EXERCISE DESCRIPTION:
Please repeat the rows below without any change, starting at the row that contains "Please locate the backpack" and continuing through the last row, both included.

DATA SUPPLIED:
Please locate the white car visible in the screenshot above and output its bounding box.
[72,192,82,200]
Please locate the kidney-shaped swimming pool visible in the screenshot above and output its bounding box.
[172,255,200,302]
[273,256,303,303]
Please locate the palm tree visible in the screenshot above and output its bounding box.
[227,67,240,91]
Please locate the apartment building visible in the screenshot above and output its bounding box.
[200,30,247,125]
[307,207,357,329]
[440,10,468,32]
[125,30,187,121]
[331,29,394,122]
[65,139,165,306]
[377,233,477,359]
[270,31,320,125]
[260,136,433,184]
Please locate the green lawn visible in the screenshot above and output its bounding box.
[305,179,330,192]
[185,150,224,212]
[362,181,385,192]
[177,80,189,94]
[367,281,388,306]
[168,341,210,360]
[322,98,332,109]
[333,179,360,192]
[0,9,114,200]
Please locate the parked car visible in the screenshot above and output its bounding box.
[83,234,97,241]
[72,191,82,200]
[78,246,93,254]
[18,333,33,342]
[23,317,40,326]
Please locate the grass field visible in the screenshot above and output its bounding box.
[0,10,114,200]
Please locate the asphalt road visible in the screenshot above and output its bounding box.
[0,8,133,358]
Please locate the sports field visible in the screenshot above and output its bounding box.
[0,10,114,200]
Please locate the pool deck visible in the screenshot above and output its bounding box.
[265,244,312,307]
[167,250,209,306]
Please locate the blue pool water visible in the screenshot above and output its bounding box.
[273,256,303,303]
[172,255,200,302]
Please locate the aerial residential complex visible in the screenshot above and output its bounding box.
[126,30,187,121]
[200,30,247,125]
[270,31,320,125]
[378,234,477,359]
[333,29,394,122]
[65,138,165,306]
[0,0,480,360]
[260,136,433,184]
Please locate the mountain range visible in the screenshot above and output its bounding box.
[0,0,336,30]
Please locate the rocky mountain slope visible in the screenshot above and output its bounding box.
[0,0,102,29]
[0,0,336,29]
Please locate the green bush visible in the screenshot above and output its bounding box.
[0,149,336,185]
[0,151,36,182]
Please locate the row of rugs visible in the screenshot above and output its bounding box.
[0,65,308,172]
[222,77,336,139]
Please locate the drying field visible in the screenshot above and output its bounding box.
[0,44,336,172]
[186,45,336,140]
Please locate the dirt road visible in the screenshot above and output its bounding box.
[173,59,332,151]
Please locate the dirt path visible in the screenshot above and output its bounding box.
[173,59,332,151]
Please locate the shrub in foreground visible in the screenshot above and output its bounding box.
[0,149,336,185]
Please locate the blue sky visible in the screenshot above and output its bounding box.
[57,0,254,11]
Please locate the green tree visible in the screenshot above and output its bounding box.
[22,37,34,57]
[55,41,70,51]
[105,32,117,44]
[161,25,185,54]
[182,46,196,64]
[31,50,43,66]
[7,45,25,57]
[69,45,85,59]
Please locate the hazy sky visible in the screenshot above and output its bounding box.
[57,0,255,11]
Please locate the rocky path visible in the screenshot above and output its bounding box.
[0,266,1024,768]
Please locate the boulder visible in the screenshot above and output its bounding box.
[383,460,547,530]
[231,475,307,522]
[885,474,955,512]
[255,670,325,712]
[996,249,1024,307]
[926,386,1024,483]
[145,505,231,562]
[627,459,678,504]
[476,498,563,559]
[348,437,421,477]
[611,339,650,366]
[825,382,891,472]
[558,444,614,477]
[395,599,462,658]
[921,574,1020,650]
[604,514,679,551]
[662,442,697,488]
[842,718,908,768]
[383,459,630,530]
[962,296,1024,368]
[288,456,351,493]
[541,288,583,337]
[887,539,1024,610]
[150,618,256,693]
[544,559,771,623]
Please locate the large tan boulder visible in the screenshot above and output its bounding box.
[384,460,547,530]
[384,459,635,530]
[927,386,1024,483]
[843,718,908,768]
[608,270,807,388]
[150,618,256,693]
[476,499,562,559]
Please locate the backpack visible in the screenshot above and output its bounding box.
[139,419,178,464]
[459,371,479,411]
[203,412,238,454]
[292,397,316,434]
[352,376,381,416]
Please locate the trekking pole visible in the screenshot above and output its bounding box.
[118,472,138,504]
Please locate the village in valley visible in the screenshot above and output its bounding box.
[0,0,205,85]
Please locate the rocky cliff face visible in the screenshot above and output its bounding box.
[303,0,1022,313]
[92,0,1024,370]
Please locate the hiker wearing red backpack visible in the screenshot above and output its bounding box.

FULL RESPONSE:
Please locate the backpack visible in the screenshot above and output its bounding box.
[139,419,178,464]
[459,371,479,411]
[203,412,238,454]
[292,397,316,434]
[352,376,381,416]
Please locate the trekking pole visible in the screenshot above and output its bounding box.
[118,472,138,504]
Please locate the village in valley visible in the screenshot above and output its bounding box.
[0,0,205,85]
Please locate the rocky cliff face visible in the screenshot above and output its bounding box.
[303,0,1022,313]
[92,0,1024,370]
Please locate the hiker wearing red backpack visible in the screenshot above and output its bounding box.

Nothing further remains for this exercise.